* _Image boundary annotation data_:
** Begin **
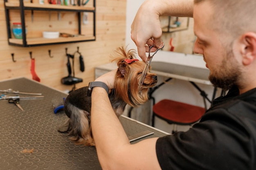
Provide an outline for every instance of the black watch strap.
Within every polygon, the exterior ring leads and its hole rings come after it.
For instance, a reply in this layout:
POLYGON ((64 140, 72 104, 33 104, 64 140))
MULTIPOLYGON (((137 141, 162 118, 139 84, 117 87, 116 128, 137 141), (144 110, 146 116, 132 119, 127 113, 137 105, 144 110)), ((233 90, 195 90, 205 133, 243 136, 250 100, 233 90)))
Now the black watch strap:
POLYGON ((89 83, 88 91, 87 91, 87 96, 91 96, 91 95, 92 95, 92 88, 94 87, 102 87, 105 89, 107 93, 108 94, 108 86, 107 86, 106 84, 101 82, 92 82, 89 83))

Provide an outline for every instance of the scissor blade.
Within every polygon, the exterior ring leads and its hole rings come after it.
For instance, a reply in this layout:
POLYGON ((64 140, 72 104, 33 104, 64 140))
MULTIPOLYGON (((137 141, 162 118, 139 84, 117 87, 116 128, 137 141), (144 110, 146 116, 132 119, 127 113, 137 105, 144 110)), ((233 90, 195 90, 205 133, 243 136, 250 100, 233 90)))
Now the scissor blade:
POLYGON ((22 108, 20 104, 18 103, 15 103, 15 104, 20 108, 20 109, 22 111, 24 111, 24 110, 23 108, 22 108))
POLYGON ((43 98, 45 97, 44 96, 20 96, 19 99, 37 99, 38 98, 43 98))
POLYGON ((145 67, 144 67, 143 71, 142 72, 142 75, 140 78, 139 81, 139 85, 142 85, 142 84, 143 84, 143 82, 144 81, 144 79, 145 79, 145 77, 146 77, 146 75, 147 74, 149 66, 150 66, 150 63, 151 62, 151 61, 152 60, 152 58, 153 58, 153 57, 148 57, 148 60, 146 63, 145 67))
** End **
* _AIM OF THE TASK_: In your copy of the records, include no pictures; repeat everything else exactly.

* _THE COMPLETED TASK_:
Provide an outline for every instance of the black watch strap.
Within every polygon, the exterior ring leads and its hole rings come after it.
For instance, a reply in this layout:
POLYGON ((64 140, 72 104, 33 104, 64 140))
MULTIPOLYGON (((137 141, 162 118, 139 84, 117 87, 116 128, 137 141), (144 110, 146 116, 132 119, 127 113, 137 105, 144 110)), ((233 90, 195 90, 205 133, 243 136, 250 100, 233 90)))
Now the black watch strap:
POLYGON ((89 83, 88 91, 87 91, 87 96, 91 96, 91 95, 92 95, 92 88, 94 87, 102 87, 105 89, 107 93, 108 94, 108 86, 107 86, 106 84, 101 82, 92 82, 89 83))

Provide an outline for every instance of the scissor blade.
Within every polygon, the exterior ring leads and its hole rings come after it.
For instance, a reply in this layout:
POLYGON ((64 140, 72 104, 33 104, 64 140))
MULTIPOLYGON (((137 141, 162 118, 139 84, 117 87, 116 128, 137 141), (144 110, 146 116, 132 119, 127 113, 137 105, 144 110)), ((233 90, 195 90, 205 133, 243 136, 250 100, 233 90)))
Now the scissor blade:
POLYGON ((22 108, 20 104, 18 103, 15 103, 15 104, 20 108, 20 109, 22 111, 24 111, 24 110, 23 108, 22 108))
POLYGON ((43 98, 45 97, 44 96, 20 96, 19 99, 37 99, 38 98, 43 98))
POLYGON ((145 67, 144 67, 143 71, 142 72, 142 75, 140 78, 139 81, 139 85, 142 85, 142 84, 143 84, 143 82, 144 81, 144 79, 145 79, 145 77, 146 77, 146 75, 147 74, 149 66, 150 66, 150 63, 151 62, 151 61, 152 60, 152 58, 153 58, 153 57, 148 57, 148 60, 146 63, 145 67))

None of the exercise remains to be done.